Apart from the images, output the data below exactly.

Record set>
★ ★ ★ ★ ★

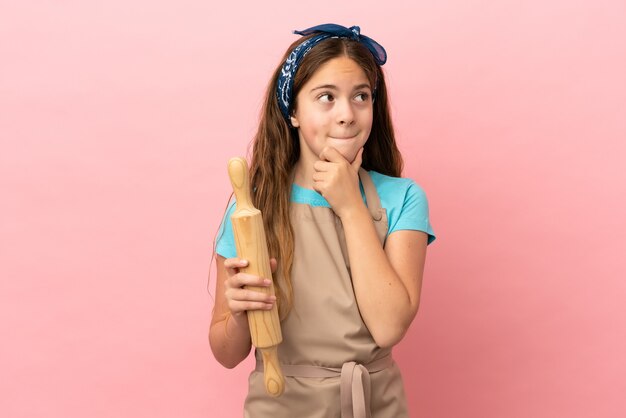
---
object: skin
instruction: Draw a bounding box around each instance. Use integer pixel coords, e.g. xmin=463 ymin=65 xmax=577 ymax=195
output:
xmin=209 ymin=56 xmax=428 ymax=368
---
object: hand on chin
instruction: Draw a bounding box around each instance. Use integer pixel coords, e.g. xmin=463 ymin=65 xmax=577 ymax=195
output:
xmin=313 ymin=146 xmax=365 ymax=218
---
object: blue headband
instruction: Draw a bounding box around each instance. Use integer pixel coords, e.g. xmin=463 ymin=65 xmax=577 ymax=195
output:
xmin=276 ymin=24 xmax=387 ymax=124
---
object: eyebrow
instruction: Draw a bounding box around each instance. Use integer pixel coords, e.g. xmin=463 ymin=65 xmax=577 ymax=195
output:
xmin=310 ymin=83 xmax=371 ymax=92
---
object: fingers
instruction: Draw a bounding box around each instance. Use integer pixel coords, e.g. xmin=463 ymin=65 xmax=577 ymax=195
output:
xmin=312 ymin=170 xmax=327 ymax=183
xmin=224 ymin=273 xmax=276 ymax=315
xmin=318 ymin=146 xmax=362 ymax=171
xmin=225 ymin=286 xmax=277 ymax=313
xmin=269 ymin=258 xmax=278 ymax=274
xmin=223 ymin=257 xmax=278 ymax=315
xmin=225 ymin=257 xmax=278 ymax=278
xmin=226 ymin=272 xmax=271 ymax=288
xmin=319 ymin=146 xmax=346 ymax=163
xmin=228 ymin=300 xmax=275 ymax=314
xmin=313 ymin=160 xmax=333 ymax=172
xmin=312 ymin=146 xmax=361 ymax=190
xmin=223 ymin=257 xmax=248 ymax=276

★ ★ ★ ★ ★

Result for this exercise>
---
object: skin
instruction: Draw a bounding box around each instance. Use integer pixel coords, e.g. xmin=463 ymin=65 xmax=577 ymax=195
output:
xmin=209 ymin=56 xmax=428 ymax=368
---
object: hand on chin
instruction: Draw a bounding box around each instance. Use integer pixel coords, e.g. xmin=463 ymin=65 xmax=577 ymax=195
output:
xmin=313 ymin=146 xmax=365 ymax=218
---
object: blue headband
instruction: Draw a bounding box around each instance. Use integer pixel coords, e.g. xmin=463 ymin=65 xmax=577 ymax=195
output:
xmin=276 ymin=24 xmax=387 ymax=124
---
object: eyebrow
instruction: Draw a bounding box around each instance. Use integer pixel coords, e.g. xmin=463 ymin=65 xmax=577 ymax=195
output:
xmin=310 ymin=83 xmax=371 ymax=92
---
object: fingers
instruction: Draw a bounding box around each instance. Use integer pixel coords, e.g. xmin=463 ymin=65 xmax=577 ymax=195
output:
xmin=312 ymin=170 xmax=327 ymax=183
xmin=224 ymin=273 xmax=276 ymax=315
xmin=318 ymin=146 xmax=362 ymax=171
xmin=225 ymin=286 xmax=277 ymax=313
xmin=269 ymin=258 xmax=278 ymax=274
xmin=223 ymin=257 xmax=278 ymax=315
xmin=225 ymin=257 xmax=278 ymax=278
xmin=226 ymin=272 xmax=271 ymax=288
xmin=319 ymin=146 xmax=346 ymax=163
xmin=228 ymin=300 xmax=275 ymax=314
xmin=313 ymin=160 xmax=333 ymax=172
xmin=312 ymin=146 xmax=361 ymax=190
xmin=223 ymin=257 xmax=248 ymax=276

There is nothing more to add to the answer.